• **Teks Pilihan**
════

Saya membaca
Suku Dani alias Kaka Dani di film Kulari ke Pantai, sebagai simbolisasi asing
sekaligus ke-kita-an Papua. Maksudnya begini.
Jreng, jreng, jreng.
"Sa punya cerita..."
Kaka Dani di
film Kulari ke Pantai diperankan oleh pria bernama asli Suku Dani, yang uniknya
fasih berbicara dengan logat khas Papua. Dalam sebuah dialog, ia bercerita
tentang dirinya sendiri di kehidupan
nyata: lahir dan besar di Papua—tepatnya lahir di Jayapura dan besar di
Wamena. Makanya, ketika diajak berbahasa Inggris oleh Happy, dia bilang:
“Ade, sa pake bahasa inggris itu kalo di amerika sana.”
Nah di
kehidupan luar layar film, Suku Dani memang sekolah di Amerika, tepatnya di
Atlanta. Bahkan ketika syuting, Dani sambil mengerjakan
skripsinya. Fakta-fakta itu, bikin saya mikir bahwa kehadiran Dani dari
Papua ini menyiratkan simbol bahwa Papua dianggap asing—tampak ketika ia diajak
bicara bahasa asing oleh ‘orang indonesia’. Padahal dia orang Papua, bahkan
minta diajak berbahasa Indonesia. Dalam dialog di atas, saya juga berpikir
bahwa “Amerika” yang ia maksud—jika dikaitkan dengan penguasaan sumber daya
alam di sana—juga menyuarakan simbol tersendiri. Saya jadi ingat buku Semua
Untuk Hindia.
Semua Untuk Hindia
Akun
instagram penjual buku online aebookstore menulis bahwa:
“’endorsement’ Ariel Heryanto atas buku ini melalui kuliah umumnya tentang peran gerakan kiri terhadap kemerdekaan Indonesia memang tidak salah tempat.”

════

• **Cuplikan Data**
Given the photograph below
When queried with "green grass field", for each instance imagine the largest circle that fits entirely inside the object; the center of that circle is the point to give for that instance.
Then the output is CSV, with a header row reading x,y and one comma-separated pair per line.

════

• **Soal 1**
Dari teks pilihan, tulis semua tempat yang disebut sebagai tempat Suku Dani lahir, dibesarkan, atau bersekolah.
• **Soal 2**
Jawab tiga pertanyaan ini berdasarkan teks pilihan:
(a) Siapa yang mengajak Kaka Dani berbahasa Inggris?
(b) Apa yang dikerjakan Dani sambil syuting?
(c) Akun Instagram apa yang menulis tentang buku Semua Untuk Hindia?

• **Jawaban 1**
Papua, Jayapura, Wamena, Amerika, Atlanta

• **Jawaban 2**
(a) Happy
(b) Skripsinya
(c) aebookstore